(Items listed in a dataset)
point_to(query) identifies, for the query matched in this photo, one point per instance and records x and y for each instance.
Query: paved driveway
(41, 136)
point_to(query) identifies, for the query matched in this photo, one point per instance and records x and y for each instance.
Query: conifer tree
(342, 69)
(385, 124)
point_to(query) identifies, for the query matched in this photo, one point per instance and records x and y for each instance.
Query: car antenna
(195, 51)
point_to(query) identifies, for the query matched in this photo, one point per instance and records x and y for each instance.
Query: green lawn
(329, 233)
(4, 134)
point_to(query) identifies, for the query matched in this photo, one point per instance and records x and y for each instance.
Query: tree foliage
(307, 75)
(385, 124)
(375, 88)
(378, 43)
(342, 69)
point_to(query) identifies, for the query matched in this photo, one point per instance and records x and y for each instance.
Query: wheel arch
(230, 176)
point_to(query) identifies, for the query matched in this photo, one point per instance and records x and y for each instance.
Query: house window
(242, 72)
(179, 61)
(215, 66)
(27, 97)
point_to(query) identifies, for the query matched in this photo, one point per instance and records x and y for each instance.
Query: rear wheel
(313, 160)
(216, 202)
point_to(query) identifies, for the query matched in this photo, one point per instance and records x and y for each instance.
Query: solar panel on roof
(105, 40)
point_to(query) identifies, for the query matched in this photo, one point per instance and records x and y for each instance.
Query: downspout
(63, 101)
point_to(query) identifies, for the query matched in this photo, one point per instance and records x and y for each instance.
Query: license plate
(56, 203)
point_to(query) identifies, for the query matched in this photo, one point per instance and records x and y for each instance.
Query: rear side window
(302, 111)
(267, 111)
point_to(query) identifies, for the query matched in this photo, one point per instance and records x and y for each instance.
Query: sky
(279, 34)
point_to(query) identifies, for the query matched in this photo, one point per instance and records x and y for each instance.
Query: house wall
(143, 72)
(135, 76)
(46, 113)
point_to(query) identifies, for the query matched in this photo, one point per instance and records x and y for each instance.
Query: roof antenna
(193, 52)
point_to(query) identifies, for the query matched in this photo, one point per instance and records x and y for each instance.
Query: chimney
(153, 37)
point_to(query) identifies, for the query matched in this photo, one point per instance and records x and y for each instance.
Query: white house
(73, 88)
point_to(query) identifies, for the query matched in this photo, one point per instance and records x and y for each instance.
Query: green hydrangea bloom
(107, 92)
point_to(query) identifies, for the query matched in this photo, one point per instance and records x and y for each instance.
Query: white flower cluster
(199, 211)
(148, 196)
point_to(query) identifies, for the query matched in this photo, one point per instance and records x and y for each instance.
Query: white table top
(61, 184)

:: YOUR TASK ::
Would you transcribe the entries above exactly as they appear?

:: THE COMPLETED TASK ::
point_to(query) identifies, for the query matched in this photo, one point per instance and records x and y for each instance.
Query: paved driveway
(41, 136)
point_to(query) identifies, for the query matched in this photo, one point per instance and records x and y for each instance.
Query: conifer tree
(342, 69)
(385, 124)
point_to(query) identifies, for the query matched in this photo, one point per instance and records x and y for each instance.
Query: car antenna
(195, 51)
point_to(query) identifies, for the query matched in this photo, one point per instance and records x and y for each instance.
Query: green lawn
(329, 233)
(4, 134)
point_to(query) identifies, for the query matched in this photo, one point per instance and records x and y for each instance.
Query: tree foliage
(307, 75)
(385, 124)
(375, 88)
(378, 43)
(342, 69)
point_to(query) identifies, for the query matched in this photo, one point per instance and records x and y for each instance.
Query: wheel arch
(230, 176)
point_to(query) identifies, for the query matched in this photo, one point per instance and records x and y for each instance.
Query: house window
(242, 72)
(179, 61)
(215, 66)
(27, 97)
point_to(query) identifies, for the query matched in this photo, one point per instance and records x and y for each instance.
Query: rear wheel
(313, 160)
(216, 202)
point_to(query) identifies, for the query matched in this photo, one point per instance and records x and y for each instance.
Query: solar panel on roof
(105, 40)
point_to(query) identifies, for the query matched in this photo, one point per instance and records x and y for each instance.
Query: downspout
(63, 101)
point_to(query) identifies, for the query matched in this photo, one point per instance and records x and y for each instance.
Query: license plate
(56, 203)
point_to(query) identifies, for the query matched in this photo, one point per instance and records x and y for each instance.
Query: rear side window
(302, 111)
(267, 111)
point_to(query) identifies, for the query matched in this photo, one point per instance and records x and y for each instance.
Query: sky
(279, 34)
point_to(query) identifies, for the query matched in this photo, one point per instance and records x and y for each instance.
Query: house wall
(143, 72)
(135, 76)
(46, 113)
point_to(query) identifies, for the query matched in this photo, one point per instance and records x and y for each instance.
Query: roof antenna
(193, 52)
point_to(query) identifies, for the query matched in this photo, one point per instance and records x and y for each instance.
Query: chimney
(153, 37)
point_to(query) identifies, for the query matched in this photo, one point per instance and records x and y for each instance.
Query: white house
(73, 88)
point_to(query) identifies, for the query matched in this photo, one point per instance and records x and y for each instance.
Query: green hydrangea bloom
(107, 92)
point_to(query) identifies, for the query matched in this photo, one point per instance and records x and y for each instance.
Query: white flower cluster
(199, 211)
(148, 196)
point_to(query) identifies, for the query matched in this photo, one point per instance and records x and y for each instance.
Query: white table top
(61, 184)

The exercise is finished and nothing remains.